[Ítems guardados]

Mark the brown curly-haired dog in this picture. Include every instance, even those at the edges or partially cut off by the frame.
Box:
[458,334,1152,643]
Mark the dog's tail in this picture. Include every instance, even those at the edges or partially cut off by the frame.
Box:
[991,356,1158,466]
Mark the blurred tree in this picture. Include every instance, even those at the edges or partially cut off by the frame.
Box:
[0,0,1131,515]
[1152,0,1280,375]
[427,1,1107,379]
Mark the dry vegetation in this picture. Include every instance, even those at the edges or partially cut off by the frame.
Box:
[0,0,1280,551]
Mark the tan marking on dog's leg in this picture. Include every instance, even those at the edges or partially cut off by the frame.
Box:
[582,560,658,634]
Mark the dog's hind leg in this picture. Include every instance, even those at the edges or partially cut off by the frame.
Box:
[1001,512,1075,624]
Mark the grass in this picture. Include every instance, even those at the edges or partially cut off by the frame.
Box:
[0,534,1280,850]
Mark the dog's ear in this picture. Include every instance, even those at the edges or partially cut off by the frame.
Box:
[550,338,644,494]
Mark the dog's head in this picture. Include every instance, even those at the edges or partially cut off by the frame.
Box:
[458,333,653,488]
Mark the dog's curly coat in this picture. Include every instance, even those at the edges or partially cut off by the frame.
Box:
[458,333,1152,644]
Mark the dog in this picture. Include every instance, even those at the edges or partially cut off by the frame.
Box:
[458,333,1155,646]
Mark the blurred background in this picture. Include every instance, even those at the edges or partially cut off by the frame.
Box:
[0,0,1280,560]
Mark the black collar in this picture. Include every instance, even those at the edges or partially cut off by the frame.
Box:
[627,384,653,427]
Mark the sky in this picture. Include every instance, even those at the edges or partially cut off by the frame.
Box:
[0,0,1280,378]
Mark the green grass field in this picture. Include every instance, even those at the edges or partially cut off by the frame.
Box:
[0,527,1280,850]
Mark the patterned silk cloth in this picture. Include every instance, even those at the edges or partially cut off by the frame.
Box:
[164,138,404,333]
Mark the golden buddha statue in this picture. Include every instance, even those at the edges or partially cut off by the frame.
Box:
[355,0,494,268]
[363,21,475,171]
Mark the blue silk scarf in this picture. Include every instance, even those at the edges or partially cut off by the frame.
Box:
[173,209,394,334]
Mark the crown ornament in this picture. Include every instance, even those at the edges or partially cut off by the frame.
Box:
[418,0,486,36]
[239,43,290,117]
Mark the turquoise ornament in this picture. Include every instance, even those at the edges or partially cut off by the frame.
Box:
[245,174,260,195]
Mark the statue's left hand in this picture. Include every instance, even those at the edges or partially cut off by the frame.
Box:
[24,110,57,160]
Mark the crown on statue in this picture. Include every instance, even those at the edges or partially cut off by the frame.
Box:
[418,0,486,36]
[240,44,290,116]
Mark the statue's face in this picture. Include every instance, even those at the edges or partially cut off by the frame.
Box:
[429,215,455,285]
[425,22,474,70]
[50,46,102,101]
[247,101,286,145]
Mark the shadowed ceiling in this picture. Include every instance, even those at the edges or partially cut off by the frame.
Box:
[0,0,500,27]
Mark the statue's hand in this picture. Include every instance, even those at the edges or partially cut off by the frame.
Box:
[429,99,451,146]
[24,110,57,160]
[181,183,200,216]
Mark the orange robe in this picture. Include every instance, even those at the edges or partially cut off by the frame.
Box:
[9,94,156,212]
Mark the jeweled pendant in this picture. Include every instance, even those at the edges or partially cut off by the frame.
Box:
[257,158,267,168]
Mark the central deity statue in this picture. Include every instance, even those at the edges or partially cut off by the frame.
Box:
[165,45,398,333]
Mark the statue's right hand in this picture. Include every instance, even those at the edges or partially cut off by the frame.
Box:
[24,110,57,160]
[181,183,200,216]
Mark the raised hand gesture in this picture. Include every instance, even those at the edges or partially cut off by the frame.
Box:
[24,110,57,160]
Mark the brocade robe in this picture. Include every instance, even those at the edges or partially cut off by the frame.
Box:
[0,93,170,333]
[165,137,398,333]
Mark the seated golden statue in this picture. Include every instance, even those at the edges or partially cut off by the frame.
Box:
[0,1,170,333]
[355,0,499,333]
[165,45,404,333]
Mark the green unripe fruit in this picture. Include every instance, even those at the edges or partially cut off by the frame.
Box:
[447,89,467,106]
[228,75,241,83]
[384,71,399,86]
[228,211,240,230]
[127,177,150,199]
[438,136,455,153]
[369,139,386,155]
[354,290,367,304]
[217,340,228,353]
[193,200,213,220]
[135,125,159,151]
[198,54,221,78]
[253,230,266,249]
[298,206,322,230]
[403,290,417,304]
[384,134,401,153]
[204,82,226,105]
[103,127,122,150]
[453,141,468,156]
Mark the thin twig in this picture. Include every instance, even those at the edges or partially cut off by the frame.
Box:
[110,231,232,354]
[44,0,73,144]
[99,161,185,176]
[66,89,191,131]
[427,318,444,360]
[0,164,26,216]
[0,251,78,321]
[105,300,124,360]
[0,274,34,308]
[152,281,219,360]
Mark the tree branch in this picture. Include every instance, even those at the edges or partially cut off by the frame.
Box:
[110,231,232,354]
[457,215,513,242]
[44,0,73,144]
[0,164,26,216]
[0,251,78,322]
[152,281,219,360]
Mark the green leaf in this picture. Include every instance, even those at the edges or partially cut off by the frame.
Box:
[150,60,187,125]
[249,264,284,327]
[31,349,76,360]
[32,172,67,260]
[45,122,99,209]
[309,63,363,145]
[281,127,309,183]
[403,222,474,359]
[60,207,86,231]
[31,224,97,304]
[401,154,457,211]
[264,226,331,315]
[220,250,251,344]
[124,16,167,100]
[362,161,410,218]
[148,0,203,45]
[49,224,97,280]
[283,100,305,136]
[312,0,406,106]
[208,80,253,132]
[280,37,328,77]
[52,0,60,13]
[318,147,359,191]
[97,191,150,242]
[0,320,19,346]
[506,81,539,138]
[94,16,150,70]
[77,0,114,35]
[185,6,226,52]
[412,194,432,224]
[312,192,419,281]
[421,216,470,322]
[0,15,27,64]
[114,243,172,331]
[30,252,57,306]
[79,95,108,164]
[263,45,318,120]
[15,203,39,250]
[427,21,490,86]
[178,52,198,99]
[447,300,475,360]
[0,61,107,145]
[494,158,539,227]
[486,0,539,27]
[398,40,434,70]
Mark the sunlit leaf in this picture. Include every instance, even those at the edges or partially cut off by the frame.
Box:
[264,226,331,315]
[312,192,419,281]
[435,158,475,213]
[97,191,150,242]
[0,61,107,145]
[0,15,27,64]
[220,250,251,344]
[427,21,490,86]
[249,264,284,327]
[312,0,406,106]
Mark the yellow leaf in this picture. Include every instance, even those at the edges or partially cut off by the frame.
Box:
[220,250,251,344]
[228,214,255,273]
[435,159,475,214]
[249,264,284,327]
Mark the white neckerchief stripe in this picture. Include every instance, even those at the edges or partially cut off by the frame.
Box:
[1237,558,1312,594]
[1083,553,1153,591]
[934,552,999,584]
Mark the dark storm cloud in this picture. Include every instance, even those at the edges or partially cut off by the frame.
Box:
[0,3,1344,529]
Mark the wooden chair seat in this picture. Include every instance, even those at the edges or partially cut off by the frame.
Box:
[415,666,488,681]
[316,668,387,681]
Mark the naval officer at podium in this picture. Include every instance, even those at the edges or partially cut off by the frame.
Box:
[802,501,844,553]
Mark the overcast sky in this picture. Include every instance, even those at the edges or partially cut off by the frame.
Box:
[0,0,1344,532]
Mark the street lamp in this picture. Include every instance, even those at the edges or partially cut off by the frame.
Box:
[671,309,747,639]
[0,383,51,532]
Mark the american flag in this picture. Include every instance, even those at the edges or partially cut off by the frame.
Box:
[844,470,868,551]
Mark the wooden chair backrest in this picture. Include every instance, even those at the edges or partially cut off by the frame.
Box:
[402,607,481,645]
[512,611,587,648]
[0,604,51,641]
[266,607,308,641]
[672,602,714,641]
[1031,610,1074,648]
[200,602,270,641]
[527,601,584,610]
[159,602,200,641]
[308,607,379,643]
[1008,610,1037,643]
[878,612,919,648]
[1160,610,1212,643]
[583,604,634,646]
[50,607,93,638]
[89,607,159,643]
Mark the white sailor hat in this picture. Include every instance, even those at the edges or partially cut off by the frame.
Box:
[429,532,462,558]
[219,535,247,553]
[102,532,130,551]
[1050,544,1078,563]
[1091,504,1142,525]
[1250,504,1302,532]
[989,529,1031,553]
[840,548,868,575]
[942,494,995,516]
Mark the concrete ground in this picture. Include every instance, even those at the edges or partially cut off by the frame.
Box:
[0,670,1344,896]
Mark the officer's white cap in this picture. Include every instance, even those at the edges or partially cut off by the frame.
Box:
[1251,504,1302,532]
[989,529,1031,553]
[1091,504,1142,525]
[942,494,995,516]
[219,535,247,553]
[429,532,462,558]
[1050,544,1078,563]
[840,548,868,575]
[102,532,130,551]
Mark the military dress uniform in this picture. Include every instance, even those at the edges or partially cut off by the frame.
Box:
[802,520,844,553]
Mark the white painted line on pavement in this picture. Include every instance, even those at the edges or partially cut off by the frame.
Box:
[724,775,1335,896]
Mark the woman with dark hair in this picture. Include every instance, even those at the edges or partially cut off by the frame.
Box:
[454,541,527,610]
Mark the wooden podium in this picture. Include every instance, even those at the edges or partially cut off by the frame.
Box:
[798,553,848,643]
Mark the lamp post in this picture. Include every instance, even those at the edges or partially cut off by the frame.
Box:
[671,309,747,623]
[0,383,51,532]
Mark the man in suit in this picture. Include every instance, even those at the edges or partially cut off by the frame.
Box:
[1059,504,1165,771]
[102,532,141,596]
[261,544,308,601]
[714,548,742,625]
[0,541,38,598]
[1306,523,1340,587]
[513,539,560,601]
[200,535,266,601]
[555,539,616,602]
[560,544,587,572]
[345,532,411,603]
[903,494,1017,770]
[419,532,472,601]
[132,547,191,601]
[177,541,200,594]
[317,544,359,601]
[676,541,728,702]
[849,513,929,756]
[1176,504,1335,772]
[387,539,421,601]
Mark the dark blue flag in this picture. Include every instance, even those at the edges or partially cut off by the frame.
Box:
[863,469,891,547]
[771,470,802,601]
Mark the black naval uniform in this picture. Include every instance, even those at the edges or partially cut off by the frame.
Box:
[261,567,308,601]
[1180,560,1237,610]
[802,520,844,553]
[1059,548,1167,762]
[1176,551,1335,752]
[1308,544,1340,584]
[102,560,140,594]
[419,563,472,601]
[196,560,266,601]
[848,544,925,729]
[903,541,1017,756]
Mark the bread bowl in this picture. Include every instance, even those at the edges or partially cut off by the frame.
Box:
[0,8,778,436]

> OBJETIVO DE LA TAREA: ¿Puedes reproducir literalmente las líneas de las filas de arriba, desde la que contiene "Mark the wooden chair backrest" hasta la que contiene "[724,775,1335,896]", incluida esta última?

> RESULTADO DEL EJERCICIO:
Mark the wooden chair backrest in this picture. Include every instance, even those at the edges or partially cut off by the frame.
Box:
[402,607,481,645]
[512,611,587,648]
[0,604,51,641]
[266,607,308,641]
[672,602,714,641]
[1031,610,1074,648]
[200,602,270,641]
[527,601,584,610]
[159,602,200,641]
[308,607,379,643]
[1008,610,1037,643]
[878,612,919,648]
[1160,610,1212,643]
[583,604,634,646]
[50,607,93,638]
[89,607,159,643]
Mark the white sailor hat in this picture. Include every instance, even those at the edges or partially cut off by the frame.
Box:
[429,532,462,558]
[219,535,247,553]
[102,532,130,551]
[1050,544,1078,563]
[1091,504,1142,525]
[1250,504,1302,532]
[989,529,1031,553]
[840,548,868,575]
[942,494,995,516]
Mark the concrete ground in this picture. Include every instance, even those at the edges or partially cut off by the frame.
Box:
[0,670,1344,896]
Mark the officer's white cap in this picture. Include every instance, even those at the edges or partially cut off by the frame.
Box:
[1251,504,1302,532]
[989,529,1031,553]
[1091,504,1142,525]
[942,494,995,516]
[219,535,247,553]
[429,532,462,558]
[1050,544,1078,563]
[840,548,868,575]
[102,532,130,551]
Mark the military dress uniform in this picture. Include every instance, even those at the edges or partially cut off by the frame.
Box:
[802,520,844,553]
Mark the white painted line on pavement in this picture. Include every instance, even those at the edges or partially cut off by the frame.
Box:
[724,775,1335,896]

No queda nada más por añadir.